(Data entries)
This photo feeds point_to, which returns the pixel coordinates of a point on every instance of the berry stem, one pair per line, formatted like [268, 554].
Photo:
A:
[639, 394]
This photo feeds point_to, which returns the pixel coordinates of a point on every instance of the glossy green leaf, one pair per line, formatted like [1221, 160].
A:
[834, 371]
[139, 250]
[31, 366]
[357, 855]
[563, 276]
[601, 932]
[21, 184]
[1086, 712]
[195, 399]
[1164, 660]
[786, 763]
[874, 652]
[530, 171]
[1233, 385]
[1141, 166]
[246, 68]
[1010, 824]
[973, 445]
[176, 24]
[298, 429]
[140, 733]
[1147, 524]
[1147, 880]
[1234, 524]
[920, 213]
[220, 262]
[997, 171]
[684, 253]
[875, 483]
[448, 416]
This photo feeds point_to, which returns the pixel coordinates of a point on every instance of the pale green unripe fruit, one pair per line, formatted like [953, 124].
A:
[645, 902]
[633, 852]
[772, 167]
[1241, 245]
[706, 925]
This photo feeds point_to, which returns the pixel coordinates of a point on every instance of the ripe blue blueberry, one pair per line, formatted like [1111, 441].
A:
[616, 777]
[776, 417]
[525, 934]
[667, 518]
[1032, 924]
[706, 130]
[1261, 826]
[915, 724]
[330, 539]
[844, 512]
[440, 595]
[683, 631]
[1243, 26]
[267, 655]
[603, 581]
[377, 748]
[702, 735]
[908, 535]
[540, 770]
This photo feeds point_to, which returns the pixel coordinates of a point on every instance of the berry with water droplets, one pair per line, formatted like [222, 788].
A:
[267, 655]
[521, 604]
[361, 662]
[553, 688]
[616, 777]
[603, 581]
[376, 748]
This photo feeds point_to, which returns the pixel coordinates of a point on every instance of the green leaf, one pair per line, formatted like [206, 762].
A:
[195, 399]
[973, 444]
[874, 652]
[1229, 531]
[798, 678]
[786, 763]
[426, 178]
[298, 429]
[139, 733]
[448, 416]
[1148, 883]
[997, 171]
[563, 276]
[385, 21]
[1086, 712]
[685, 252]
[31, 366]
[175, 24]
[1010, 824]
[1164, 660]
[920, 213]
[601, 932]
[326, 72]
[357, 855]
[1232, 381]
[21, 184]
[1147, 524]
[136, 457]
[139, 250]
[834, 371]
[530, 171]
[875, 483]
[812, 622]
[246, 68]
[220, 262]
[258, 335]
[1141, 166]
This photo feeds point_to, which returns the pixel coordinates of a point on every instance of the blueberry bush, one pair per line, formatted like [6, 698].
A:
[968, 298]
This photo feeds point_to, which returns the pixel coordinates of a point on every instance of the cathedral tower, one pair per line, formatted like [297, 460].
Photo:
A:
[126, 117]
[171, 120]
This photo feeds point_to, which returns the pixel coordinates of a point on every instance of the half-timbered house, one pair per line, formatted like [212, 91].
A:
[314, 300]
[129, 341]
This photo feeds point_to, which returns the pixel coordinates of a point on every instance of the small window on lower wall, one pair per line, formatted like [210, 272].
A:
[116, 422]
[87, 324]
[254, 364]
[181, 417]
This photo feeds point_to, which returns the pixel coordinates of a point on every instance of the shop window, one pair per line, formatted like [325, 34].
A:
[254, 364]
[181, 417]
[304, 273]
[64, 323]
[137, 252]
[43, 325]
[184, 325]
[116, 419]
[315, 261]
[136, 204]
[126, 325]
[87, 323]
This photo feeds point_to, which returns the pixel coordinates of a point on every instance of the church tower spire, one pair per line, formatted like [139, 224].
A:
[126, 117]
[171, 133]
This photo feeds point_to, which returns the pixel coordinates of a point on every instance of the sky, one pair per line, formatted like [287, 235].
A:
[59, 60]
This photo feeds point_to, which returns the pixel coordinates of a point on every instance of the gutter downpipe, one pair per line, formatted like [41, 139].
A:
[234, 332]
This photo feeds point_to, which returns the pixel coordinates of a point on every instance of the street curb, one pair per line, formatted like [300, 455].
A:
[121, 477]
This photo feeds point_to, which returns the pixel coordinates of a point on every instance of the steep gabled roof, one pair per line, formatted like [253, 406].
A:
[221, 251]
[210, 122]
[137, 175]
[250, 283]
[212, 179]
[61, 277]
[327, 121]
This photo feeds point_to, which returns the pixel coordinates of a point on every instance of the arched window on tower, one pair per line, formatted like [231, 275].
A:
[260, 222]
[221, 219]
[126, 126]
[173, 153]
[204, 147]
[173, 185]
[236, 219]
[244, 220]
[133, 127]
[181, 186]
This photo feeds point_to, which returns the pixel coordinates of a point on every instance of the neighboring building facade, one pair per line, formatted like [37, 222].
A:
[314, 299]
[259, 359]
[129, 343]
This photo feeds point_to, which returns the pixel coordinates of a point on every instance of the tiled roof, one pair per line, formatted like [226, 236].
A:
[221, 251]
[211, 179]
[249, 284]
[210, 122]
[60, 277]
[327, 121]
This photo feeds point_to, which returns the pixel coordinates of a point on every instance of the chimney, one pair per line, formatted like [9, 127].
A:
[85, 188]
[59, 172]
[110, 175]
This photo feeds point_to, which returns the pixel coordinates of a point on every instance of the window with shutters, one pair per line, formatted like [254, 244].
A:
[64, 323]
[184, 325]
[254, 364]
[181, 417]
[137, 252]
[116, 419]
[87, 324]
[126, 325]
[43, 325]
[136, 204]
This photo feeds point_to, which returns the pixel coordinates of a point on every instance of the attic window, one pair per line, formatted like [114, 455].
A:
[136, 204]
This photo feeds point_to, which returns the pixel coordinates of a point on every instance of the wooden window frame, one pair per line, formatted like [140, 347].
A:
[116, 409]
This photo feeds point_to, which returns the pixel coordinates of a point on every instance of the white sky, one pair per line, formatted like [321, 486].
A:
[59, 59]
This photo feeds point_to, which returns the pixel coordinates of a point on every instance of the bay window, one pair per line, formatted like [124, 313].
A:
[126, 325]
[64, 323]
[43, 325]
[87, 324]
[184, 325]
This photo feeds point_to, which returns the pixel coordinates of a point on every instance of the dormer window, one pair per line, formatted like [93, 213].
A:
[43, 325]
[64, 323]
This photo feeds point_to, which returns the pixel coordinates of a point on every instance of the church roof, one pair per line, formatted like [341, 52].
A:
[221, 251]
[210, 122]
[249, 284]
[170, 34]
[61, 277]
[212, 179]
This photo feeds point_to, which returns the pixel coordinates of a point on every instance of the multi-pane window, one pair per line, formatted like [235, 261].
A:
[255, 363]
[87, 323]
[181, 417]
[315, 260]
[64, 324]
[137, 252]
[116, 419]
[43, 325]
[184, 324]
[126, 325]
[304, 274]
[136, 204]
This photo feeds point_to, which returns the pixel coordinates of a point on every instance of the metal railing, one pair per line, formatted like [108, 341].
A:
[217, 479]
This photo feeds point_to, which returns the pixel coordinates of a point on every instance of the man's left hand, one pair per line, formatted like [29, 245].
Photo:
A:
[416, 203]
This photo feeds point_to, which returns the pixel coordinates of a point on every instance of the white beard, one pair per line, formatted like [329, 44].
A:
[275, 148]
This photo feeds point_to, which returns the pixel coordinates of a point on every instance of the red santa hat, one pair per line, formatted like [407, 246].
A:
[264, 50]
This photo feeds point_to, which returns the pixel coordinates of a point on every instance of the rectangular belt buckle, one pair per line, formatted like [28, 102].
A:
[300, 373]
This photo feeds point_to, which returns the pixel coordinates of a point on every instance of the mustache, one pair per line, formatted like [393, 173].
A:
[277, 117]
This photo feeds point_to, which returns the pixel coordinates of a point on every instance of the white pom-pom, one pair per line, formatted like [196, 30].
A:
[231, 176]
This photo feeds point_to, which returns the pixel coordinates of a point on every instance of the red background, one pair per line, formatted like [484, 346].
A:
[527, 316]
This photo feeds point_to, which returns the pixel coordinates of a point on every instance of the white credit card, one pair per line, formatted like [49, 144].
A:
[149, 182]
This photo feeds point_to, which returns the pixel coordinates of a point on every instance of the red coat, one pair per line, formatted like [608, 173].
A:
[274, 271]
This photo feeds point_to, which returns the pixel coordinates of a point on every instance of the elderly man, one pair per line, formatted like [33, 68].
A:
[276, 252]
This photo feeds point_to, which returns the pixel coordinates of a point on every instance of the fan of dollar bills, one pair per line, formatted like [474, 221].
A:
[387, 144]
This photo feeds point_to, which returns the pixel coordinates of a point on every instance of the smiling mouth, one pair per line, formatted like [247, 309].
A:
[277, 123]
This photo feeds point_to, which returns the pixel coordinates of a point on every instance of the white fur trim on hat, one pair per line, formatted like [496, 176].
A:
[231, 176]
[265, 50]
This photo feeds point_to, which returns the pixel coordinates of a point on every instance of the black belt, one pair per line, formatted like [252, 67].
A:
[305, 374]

__WHAT YOU HAVE TO DO__: Reproduce the lines of the data unchanged, from the line containing "like [496, 176]." through the last line of the data, both included.

__COMPLETE ANSWER__:
This photo feeds point_to, which returns the pixel coordinates of a point on every instance of the white fur trim on hat, one pair per line, formatted like [496, 176].
A:
[231, 176]
[265, 50]
This photo feeds point_to, which returns the pixel coordinates of a point on every instance of the black belt, one pair per line, formatted like [252, 67].
A:
[305, 374]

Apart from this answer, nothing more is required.